**本文**
-------
エンジニアから家業の農業、企業の管理職まで幅広い経験を通して高専の新たな可能性を探る、阿南高専の吉田晋先生。企業と高専(学生、教職員)が連携して課題解決に取り組む「ACT倶楽部」を立ち上げた吉田先生の、その熱い思いを伺いました。
エンジニアから農業、企業管理職を経て教員に
-まず、阿南高専に進んだきっかけをお聞かせください。
昔の話ですが、まだ「情報」という発想がなかったので、ものづくりをやってみたいという気持ちで、地元の阿南高専へ進みました。最初は建築家になりたかったんですけど、電気も面白そうなので電気に進んだという感じですね。
阿南高専への進学によって親元を離れ、16歳から寮に住みました。みんなと一緒に生活するので、人それぞれの考え方などがすごく勉強になったのと、「自分でちゃんと生きて行かないといけない」という、寮生活での自主性にとても鍛えられましたね。
私、実はもともとすごく病弱で、中学生ぐらいまではしょっちゅう入院したりしていたんです。体力に自信がなかったんですけど、寮生活では食事や健康にも気をつけるようになりました。今の礎ができているのは、高専5年間の寮生活のおかげです。
実家は花木農家で、高専卒業後は家業を継ぎ、農業をやると思いこんでいました。ですので、大学に行く意味をあんまり感じていなかったのですが、親から「地元徳島大学に編入できるなら行ったら」と勧めてくれましたし、すぐに家業を継がなくてもいいかと、そこまで深く考えずに徳島大学へ編入しました。その後、電気メーカーへ就職し、母校の教員になるチャンスに巡り合ったわけです。
-高専教員になるまでの経緯をお聞かせください。
大学では電気電子工学科に入り、モーター系の制御の研究を行いました。直流モーターによる制御みたいなのをやった記憶があります。卒業後は、家業を継ぐのを10年先に延ばしてもらって、企業へ就職しました。
-------
**収集データ**
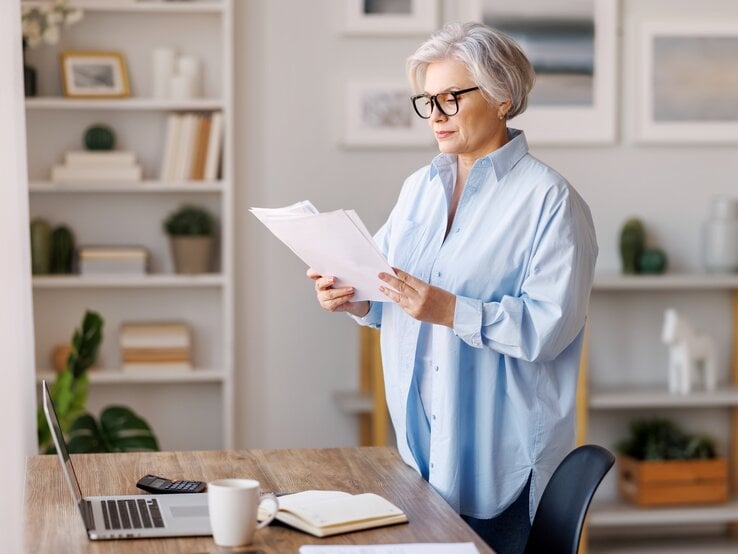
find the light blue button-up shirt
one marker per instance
-------
**演習課題**
- 1) 本文のうち、「私、実はもともとすごく病弱で」から始めて「-高専教員になるまでの経緯をお聞かせください。」までの部分を一字一句そのまま再現してください。
- 2) 本文の「実家は花木農家で」で始まる段落を、主要な事実を残して箇条書きにまとめてください。
データは本文とは無関係です。

**課題の解答**
- 1)
私、実はもともとすごく病弱で、中学生ぐらいまではしょっちゅう入院したりしていたんです。体力に自信がなかったんですけど、寮生活では食事や健康にも気をつけるようになりました。今の礎ができているのは、高専5年間の寮生活のおかげです。
実家は花木農家で、高専卒業後は家業を継ぎ、農業をやると思いこんでいました。ですので、大学に行く意味をあんまり感じていなかったのですが、親から「地元徳島大学に編入できるなら行ったら」と勧めてくれましたし、すぐに家業を継がなくてもいいかと、そこまで深く考えずに徳島大学へ編入しました。その後、電気メーカーへ就職し、母校の教員になるチャンスに巡り合ったわけです。
-高専教員になるまでの経緯をお聞かせください。

- 2)
- 実家は花木農家で、高専卒業後は家業を継いで農業をやると思いこんでいた。
- そのため、大学に行く意味をあまり感じていなかった。
- 親から地元の徳島大学への編入を勧められた。すぐに家業を継がなくてもよいと考え、深く考えずに編入した。
- その後、電気メーカーに就職し、母校の教員になる機会に巡り合った。